About this exercise: Output each record exactly. Leave none out.

Data shown:

******************************

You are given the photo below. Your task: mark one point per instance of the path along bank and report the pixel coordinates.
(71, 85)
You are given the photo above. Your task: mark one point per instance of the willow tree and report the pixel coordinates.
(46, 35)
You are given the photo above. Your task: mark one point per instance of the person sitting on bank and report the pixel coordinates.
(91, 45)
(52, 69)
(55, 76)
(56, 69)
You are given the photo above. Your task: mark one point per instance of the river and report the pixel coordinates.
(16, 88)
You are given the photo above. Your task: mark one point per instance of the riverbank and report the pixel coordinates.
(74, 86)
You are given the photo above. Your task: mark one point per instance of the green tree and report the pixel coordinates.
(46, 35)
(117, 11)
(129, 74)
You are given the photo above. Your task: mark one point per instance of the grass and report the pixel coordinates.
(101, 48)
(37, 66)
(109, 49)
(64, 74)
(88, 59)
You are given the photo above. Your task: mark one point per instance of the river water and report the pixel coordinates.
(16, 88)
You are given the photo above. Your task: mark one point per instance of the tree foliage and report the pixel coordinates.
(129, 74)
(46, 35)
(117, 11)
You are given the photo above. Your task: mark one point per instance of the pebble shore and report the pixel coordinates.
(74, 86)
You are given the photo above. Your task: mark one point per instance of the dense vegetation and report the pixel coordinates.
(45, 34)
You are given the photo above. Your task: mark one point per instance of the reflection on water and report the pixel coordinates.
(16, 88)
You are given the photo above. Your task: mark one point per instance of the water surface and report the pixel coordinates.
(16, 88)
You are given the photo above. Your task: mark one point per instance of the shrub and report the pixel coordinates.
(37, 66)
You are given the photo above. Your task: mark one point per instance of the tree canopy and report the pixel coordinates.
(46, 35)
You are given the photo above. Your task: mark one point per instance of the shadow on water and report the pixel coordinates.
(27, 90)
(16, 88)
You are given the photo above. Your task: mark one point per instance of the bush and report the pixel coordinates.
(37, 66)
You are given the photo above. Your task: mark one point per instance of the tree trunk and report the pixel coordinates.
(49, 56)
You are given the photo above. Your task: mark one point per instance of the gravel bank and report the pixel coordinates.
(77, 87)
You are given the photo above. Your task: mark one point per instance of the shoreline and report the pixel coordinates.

******************************

Output:
You are given the photo below. Your task: mark one point per instance of the path along bank and report the pixel coordinates.
(71, 85)
You are given the photo above. Your task: mark one point per instance of the willow tree and report the pixel coordinates.
(46, 35)
You are given the photo above. Your task: mark one point per instance of the person sitting on bank and report the pixel coordinates.
(91, 45)
(52, 69)
(55, 76)
(56, 69)
You are given the photo above. Your task: mark one point per instance of the river and report the pixel coordinates.
(16, 88)
You are given the photo above. Your task: mark one point per instance of the riverbank and report the pixel coordinates.
(74, 86)
You are given the photo above. Your task: mark one point per instance of the green tree and report the pixel coordinates.
(46, 35)
(117, 11)
(129, 74)
You are given the photo above. Your task: mark one point per instance of the grass and report the pixel coordinates.
(101, 48)
(37, 66)
(109, 49)
(64, 74)
(88, 59)
You are given the photo above. Your task: mark one point per instance of the river water and report the pixel coordinates.
(16, 88)
You are given the photo above. Your task: mark one point per instance of the tree foliage and report the pixel coordinates.
(129, 74)
(46, 35)
(117, 11)
You are given the photo above. Your task: mark one point per instance of the pebble shore and report the pixel coordinates.
(74, 86)
You are given the photo above. Your task: mark one point per instance of the dense vegetation and report the pixel coordinates.
(45, 34)
You are given the photo above. Your task: mark one point per instance of the reflection on water and report the pixel coordinates.
(16, 88)
You are given the photo above. Your task: mark one point per instance of the water surface and report the pixel coordinates.
(16, 88)
You are given the photo above. Your task: mark one point per instance of the shrub and report the pixel coordinates.
(37, 66)
You are given the photo above. Your task: mark one point per instance of the tree canopy and report the pixel coordinates.
(46, 35)
You are given the photo above. Your task: mark one point per instance of the shadow on water and report the pixel coordinates.
(27, 90)
(16, 88)
You are given the photo above. Your task: mark one point per instance of the bush and report the pixel coordinates.
(37, 66)
You are given the photo above. Your task: mark one point per instance of the tree trunk and report the pixel coordinates.
(49, 56)
You are given the photo above. Your task: mark one point per instance of the gravel bank and report the pixel coordinates.
(77, 87)
You are given the photo above. Your task: mark one point per instance of the shoreline and report the pixel coordinates.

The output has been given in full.